Object location annotation data:
========

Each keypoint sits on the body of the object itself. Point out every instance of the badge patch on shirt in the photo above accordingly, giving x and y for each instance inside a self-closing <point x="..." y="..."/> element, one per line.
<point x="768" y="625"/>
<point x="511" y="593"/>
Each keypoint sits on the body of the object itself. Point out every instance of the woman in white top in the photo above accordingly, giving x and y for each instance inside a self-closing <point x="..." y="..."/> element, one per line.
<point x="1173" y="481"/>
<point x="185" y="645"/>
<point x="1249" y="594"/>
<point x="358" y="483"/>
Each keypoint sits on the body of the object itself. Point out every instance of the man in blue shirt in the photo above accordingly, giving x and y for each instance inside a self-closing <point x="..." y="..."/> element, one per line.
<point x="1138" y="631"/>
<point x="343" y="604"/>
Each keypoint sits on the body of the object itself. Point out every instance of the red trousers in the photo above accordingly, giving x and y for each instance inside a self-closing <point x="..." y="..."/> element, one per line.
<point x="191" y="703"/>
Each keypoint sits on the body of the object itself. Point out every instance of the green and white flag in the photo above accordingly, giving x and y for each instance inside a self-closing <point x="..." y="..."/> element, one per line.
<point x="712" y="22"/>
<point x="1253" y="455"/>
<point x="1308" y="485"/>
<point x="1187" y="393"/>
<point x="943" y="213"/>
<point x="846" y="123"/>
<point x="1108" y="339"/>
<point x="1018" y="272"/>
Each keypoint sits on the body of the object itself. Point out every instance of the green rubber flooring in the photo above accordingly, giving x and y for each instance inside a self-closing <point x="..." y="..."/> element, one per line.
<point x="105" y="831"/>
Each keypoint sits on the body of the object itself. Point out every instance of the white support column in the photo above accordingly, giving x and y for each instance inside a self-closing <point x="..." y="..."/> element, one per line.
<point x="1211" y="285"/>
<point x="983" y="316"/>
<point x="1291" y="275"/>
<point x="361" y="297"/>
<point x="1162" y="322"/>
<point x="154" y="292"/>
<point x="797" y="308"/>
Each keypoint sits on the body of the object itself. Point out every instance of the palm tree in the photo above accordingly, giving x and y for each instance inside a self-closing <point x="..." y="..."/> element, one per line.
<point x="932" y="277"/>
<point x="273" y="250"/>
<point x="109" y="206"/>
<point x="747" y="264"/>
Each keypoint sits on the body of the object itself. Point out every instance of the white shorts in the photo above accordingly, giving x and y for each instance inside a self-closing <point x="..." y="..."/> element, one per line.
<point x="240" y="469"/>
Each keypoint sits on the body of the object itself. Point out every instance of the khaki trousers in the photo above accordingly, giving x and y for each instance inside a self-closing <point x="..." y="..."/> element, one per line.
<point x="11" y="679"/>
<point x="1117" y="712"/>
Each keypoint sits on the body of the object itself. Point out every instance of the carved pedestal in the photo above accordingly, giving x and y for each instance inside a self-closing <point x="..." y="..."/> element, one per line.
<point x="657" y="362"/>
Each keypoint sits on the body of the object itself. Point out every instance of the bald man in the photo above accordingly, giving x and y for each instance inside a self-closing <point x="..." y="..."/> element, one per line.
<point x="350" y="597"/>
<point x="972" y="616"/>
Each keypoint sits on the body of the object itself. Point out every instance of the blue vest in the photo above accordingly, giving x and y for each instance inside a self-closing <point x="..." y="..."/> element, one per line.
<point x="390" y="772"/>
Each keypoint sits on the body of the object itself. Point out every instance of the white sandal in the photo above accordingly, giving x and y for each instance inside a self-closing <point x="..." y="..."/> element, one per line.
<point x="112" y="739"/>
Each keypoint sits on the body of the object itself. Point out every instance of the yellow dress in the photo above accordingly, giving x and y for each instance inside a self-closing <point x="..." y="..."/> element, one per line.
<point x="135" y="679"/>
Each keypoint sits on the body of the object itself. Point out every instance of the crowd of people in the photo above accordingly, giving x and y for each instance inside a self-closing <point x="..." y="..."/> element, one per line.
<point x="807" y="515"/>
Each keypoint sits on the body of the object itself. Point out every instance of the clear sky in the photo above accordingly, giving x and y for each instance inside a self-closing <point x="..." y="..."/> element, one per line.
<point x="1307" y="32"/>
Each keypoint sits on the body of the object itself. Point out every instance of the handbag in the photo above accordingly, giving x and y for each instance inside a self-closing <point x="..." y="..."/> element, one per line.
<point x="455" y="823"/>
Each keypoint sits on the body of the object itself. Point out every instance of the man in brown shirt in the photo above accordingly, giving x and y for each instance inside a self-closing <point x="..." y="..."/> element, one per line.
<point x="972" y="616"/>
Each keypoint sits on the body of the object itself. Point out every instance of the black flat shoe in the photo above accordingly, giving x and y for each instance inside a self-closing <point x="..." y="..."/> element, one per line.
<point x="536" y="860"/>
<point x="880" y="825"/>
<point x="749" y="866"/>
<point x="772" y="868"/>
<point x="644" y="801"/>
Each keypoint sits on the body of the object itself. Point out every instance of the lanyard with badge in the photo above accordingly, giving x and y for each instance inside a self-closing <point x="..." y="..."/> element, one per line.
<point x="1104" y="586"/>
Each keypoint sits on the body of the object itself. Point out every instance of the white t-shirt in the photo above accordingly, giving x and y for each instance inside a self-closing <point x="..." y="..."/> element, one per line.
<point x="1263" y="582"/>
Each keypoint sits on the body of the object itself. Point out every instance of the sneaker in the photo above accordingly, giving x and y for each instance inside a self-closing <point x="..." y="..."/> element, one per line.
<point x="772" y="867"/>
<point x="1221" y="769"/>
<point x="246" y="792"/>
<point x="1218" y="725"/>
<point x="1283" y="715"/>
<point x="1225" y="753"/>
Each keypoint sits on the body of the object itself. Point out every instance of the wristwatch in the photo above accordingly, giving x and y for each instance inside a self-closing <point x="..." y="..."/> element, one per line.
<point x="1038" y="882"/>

========

Brief: Emit the records above again, exactly, with no line skipped.

Reply to the exercise:
Each keypoint sits on the body of the object itself. Point out every instance of the badge patch on shirt in the photo above accordingly, giving x and y for each instance inside a self-closing <point x="..." y="..."/> element, one per line.
<point x="768" y="625"/>
<point x="511" y="593"/>
Each keypoint sits on the body of the object itself. Point out every instance of the woman in white top in the photo above accordingly, giving x and y for each instance inside a self-closing <point x="..." y="..."/> element, one per line.
<point x="1173" y="481"/>
<point x="185" y="645"/>
<point x="1249" y="594"/>
<point x="358" y="483"/>
Each keypoint sits on the body of the object itself. Point out every instance of the man in blue shirt in the photo above accordingly, giving x and y for each instance inside a self-closing <point x="..." y="..."/> element, one per line.
<point x="1138" y="631"/>
<point x="343" y="604"/>
Each keypoint sits on the body of the object itself. Point out every instance of the red trousers in the photo above accordingly, giving x and y for each instance inside a self-closing <point x="..." y="..."/> element, one per line.
<point x="191" y="703"/>
Each keypoint sits on the body of the object itself. Point out every instance of the green and white flag in the photo above accordingly, giving x and y for each instance inside a self-closing <point x="..." y="..."/> element, one per line.
<point x="712" y="22"/>
<point x="1253" y="455"/>
<point x="1308" y="485"/>
<point x="1187" y="393"/>
<point x="943" y="213"/>
<point x="846" y="123"/>
<point x="1108" y="339"/>
<point x="1018" y="272"/>
Each keypoint sits on the body of the object itself. Point out every instance of the green rubber flooring in the photo above accordingly, giving x and y for each instance inside a self-closing <point x="..." y="..."/> element, one per line.
<point x="105" y="831"/>
Each keypoint sits on the body of the object itself. Point out every instance of the white support column in the photo above accordingly, giving x and y for each instance inside a self-closing <point x="..." y="..."/> element, one per line.
<point x="1211" y="285"/>
<point x="983" y="316"/>
<point x="1291" y="275"/>
<point x="361" y="297"/>
<point x="1162" y="322"/>
<point x="154" y="292"/>
<point x="797" y="308"/>
Each keypoint sits on the body of the object itself. Point out every instance of the palm tree in the photo above accordingly, giving x and y for each instance inside a self-closing <point x="..." y="..."/> element, one per line.
<point x="932" y="277"/>
<point x="273" y="250"/>
<point x="109" y="206"/>
<point x="747" y="264"/>
Each keypoint sits on the body of the object itself. Point out every instance of the white shorts in the photo above accordingly, giving x and y for each instance inside a self-closing <point x="..." y="..."/> element, one per line.
<point x="240" y="469"/>
Each keypoint sits on the body of the object itself. Point out every instance of the khaki trousers in the photo above accordingly, giving x and y for each instance inside a self-closing <point x="..." y="..."/> element, one per line.
<point x="11" y="679"/>
<point x="1117" y="712"/>
Each keypoint sits on the body of the object itself. Point out every instance of the carved pedestal in the photo above accordingly, giving x and y for each instance inside a self-closing <point x="..." y="..."/> element, one per line.
<point x="657" y="362"/>
Each keypoint sits on the body of the object itself. Point out every instance of the bald man in the photo above accordingly, giving x and y for each instance inside a self-closing <point x="..." y="..."/> element, one per line.
<point x="350" y="597"/>
<point x="972" y="616"/>
Each keypoint sits on the body of the object itself. Point out every instance of the blue vest in the photo above accordingly, giving x and y for each instance inside a self-closing <point x="..." y="..."/> element, one per line.
<point x="390" y="772"/>
Each keypoint sits on the body of the object itself. Point out every instance of the white sandal in the photo above accordingly, giving x and y for each instance inside a self-closing <point x="..." y="..."/> element, one per line.
<point x="112" y="739"/>
Each keypoint sits on the body of the object itself. Point out every instance of the yellow dress in the photo above accordingly, giving x and y for each instance inside a self-closing <point x="..." y="..."/> element, one per line.
<point x="135" y="679"/>
Each keypoint sits on the body of the object itself. Point out every instance of the crowd of people in the photo above accordingly, giving x and y for each instance inside a self-closing <point x="..." y="..."/> element, one per line.
<point x="807" y="515"/>
Each keypoint sits on the body of the object itself. Point out every instance of the clear sky in the photo above accordingly, giving x and y for each instance inside a self-closing <point x="..." y="..."/> element, one per line.
<point x="1307" y="32"/>
Each keypoint sits on the body of the object itself. Point out every instance of the handbag in the photo above accordingly, giving x and y for each instance inside a self-closing <point x="..." y="..."/> element, one per line.
<point x="455" y="823"/>
Each keypoint sits on the body of the object itself. Point out every instance of the man in brown shirt in the photo above accordingly, giving x and y for each instance inside a self-closing <point x="..." y="..."/> element, one per line.
<point x="972" y="616"/>
Each keypoint sits on the body of the object itself. Point out every instance of the black flat shoe in the photo above accordingly, giving x and y for each instance inside a self-closing <point x="..." y="..."/> element, one per line.
<point x="536" y="860"/>
<point x="880" y="825"/>
<point x="749" y="866"/>
<point x="772" y="868"/>
<point x="644" y="801"/>
Each keypoint sits on the body of the object itself. Point out every instance of the lanyard with badge in the photo above accordingly, giving x and y for each instance inside a self-closing <point x="..." y="..."/> element, one per line.
<point x="1104" y="586"/>
Each keypoint sits on the body of the object itself. Point out every instance of the white t-shirt in the photo above accordingly, giving x and y for each instance inside a self-closing <point x="..." y="..."/> element, one per line.
<point x="1263" y="582"/>
Each keypoint sits on the body of the object itself. Point out every instance of the sneaker in the photo above accordingly, giving x and y for each instance inside a self-closing <point x="..." y="..."/> element, one per line.
<point x="772" y="867"/>
<point x="1221" y="769"/>
<point x="246" y="792"/>
<point x="1218" y="725"/>
<point x="1283" y="715"/>
<point x="1225" y="753"/>
Each keypoint sits on the body of the object itself. Point out every instance of the wristwatch in the photo above accordingly, giving x and y for each instance inside a self-closing <point x="..." y="..."/> element, one per line.
<point x="1038" y="882"/>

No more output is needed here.